**Exercise objective:** In the records below, begin at the line that has "blue water, giving" and stop after the line that has "Expected output: one marker per instance of the dripping"; quote those lines verbatim and nothing more.

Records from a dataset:
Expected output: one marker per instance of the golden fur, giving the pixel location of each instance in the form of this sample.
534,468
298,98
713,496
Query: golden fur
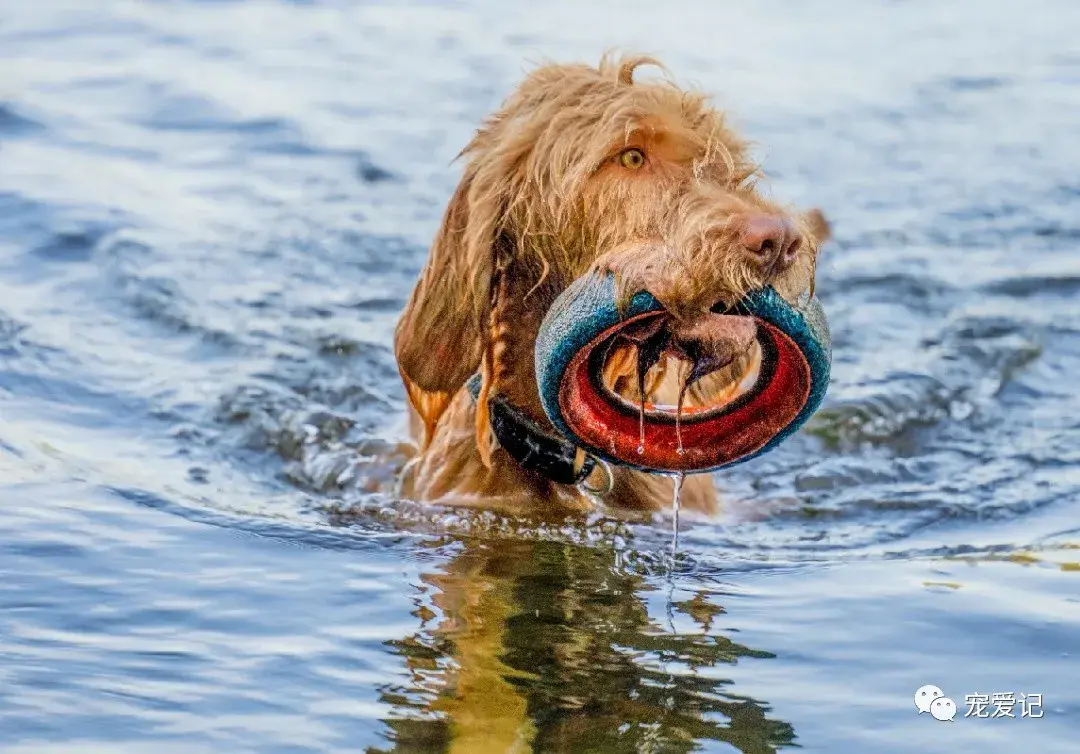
542,200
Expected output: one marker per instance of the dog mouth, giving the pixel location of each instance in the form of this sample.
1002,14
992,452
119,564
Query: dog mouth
665,368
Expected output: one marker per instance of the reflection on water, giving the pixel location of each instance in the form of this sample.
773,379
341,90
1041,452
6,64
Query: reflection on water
526,646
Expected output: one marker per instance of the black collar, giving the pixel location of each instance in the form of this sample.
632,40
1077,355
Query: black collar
528,444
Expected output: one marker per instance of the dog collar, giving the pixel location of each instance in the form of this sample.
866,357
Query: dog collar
528,444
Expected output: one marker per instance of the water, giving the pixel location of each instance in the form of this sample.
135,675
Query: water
211,214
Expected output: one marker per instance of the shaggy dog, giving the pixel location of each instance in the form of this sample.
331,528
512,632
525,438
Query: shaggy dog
582,169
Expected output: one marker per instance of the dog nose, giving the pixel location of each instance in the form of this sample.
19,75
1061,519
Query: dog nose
773,240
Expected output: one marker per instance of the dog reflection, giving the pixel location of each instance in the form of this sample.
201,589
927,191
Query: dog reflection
539,646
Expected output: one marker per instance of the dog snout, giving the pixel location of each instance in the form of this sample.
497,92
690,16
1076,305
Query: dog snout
771,240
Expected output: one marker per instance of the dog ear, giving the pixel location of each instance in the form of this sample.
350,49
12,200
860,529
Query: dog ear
442,336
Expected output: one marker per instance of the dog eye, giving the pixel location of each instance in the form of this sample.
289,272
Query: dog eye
632,159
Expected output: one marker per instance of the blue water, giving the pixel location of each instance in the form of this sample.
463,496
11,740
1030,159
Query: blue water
211,214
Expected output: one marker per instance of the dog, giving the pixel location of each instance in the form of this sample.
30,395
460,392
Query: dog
582,170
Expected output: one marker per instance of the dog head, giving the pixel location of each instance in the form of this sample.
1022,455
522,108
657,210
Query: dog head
584,169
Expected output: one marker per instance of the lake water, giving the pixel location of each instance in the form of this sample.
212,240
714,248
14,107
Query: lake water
211,214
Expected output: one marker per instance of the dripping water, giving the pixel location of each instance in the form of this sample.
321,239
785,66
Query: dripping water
676,492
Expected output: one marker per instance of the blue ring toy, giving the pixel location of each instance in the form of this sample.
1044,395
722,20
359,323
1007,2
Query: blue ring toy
793,379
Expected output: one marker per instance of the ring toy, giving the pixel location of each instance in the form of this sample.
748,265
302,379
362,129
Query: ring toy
792,379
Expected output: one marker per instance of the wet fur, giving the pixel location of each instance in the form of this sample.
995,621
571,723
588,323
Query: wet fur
542,200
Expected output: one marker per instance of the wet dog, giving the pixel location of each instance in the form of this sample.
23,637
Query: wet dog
585,169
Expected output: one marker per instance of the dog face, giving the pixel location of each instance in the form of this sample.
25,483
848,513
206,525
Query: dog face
584,169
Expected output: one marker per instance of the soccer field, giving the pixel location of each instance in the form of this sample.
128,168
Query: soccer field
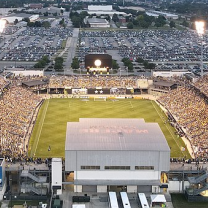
50,127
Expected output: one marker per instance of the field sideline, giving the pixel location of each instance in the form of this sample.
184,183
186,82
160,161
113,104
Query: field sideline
50,127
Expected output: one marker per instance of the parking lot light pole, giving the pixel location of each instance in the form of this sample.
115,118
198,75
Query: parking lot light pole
2,25
10,181
200,30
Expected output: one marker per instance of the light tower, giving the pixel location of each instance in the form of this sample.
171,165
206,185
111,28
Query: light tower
2,25
200,30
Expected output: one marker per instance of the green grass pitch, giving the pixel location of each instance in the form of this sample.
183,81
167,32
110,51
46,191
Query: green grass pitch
50,127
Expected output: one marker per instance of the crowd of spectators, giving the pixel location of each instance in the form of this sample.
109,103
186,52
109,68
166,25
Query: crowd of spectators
17,106
151,45
93,81
189,107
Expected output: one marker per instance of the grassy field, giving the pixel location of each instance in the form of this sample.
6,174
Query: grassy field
179,201
50,127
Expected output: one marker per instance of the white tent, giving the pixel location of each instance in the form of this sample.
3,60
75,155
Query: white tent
157,198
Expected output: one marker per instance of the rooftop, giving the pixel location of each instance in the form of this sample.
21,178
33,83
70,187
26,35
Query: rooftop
114,134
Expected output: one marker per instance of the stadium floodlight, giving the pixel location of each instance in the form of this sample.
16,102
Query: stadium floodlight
2,25
200,27
97,62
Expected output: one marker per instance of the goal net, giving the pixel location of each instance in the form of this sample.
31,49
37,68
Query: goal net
99,98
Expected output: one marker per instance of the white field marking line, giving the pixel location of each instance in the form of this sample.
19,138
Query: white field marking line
41,125
167,128
131,104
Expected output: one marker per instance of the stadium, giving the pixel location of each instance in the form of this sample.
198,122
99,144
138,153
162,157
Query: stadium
37,111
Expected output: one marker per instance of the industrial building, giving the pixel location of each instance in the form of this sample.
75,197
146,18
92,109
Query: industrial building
112,153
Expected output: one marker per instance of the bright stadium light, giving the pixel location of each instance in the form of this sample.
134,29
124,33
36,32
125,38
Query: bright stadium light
2,25
97,63
200,27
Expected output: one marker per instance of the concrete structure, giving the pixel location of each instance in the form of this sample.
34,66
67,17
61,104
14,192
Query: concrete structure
173,73
116,152
56,183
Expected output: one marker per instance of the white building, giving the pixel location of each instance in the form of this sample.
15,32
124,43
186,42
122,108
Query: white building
107,153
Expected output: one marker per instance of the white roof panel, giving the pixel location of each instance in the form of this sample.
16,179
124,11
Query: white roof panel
114,134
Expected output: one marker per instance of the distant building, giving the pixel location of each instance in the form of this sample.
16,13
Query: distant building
20,16
166,15
103,10
35,6
110,153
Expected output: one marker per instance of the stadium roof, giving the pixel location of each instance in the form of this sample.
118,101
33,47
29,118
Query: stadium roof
34,83
164,83
97,20
114,134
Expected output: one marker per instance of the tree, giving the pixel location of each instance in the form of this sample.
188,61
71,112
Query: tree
140,60
16,21
172,24
46,59
46,24
26,19
45,14
58,66
115,18
130,25
75,63
115,64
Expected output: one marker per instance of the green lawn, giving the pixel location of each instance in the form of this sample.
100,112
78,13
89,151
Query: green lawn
179,201
50,127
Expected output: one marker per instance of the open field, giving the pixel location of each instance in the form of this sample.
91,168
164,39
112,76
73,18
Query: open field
179,201
50,127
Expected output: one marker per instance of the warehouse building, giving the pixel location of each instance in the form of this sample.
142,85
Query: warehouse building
104,154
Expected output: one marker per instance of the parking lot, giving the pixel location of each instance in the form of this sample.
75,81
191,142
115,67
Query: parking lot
168,49
31,43
179,48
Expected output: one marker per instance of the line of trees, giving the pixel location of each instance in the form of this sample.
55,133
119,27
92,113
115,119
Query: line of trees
58,66
45,24
128,63
42,62
78,19
146,64
75,63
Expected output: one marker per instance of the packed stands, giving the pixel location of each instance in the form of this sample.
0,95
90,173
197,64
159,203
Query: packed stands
93,81
17,106
188,105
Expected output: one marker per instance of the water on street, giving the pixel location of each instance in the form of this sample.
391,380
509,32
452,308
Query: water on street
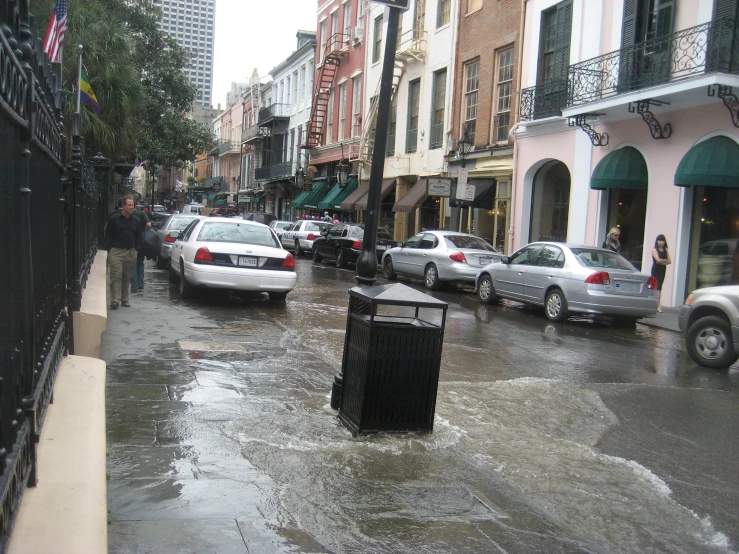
566,437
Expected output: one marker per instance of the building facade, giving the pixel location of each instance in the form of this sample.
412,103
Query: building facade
191,23
420,114
627,120
485,89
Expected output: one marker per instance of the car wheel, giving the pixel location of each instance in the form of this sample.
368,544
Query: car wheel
431,276
710,343
555,306
388,270
485,290
341,259
186,289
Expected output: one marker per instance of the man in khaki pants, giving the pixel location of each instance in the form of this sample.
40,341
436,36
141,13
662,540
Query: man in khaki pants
123,237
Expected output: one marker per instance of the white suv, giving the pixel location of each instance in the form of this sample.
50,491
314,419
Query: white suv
710,322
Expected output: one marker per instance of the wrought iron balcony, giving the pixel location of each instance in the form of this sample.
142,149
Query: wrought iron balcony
254,132
273,113
704,49
545,100
276,171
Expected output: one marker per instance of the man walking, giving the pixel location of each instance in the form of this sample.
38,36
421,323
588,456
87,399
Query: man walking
123,237
137,280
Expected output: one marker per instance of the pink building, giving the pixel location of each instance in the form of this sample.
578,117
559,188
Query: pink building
627,120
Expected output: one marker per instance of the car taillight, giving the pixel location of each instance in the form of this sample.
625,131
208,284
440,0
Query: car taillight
202,256
600,278
289,262
458,257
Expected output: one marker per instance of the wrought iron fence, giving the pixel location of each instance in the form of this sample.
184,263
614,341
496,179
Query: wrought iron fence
707,48
51,234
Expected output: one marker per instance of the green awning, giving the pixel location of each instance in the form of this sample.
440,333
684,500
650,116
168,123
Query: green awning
316,195
623,168
298,201
713,162
337,195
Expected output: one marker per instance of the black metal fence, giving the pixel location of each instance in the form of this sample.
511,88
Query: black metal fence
50,228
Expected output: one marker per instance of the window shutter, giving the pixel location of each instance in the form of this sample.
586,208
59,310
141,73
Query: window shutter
724,8
628,31
665,17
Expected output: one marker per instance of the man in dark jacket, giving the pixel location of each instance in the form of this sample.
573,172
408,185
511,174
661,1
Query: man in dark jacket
123,237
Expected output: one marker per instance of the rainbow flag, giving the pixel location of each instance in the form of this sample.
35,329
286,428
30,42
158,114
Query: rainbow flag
86,95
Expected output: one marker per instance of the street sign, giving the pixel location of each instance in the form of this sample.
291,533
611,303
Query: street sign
439,187
395,3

**Expected answer:**
Expected output: one marker per instance of the blue water, giving the pixel location of each instance in the form of this sample.
463,496
11,740
1030,159
Query: blue water
211,214
Expected output: one marker per instance of the dog, giving the pixel location of each instance in the form of this sample.
30,395
460,392
Query: dog
582,170
Expected output: one marker per instance of the dog head, giving the pixel location of each instance in the form of this sample.
1022,455
522,108
657,210
Query: dog head
584,169
Expected output: one marker per instance of the lake water, giving the pixel location of each instance in the form of this sample.
212,240
714,248
14,107
Query: lake water
211,214
Expected output: one marker per instance of the dripping water, giving the pixel location of each instance in the form of this sample.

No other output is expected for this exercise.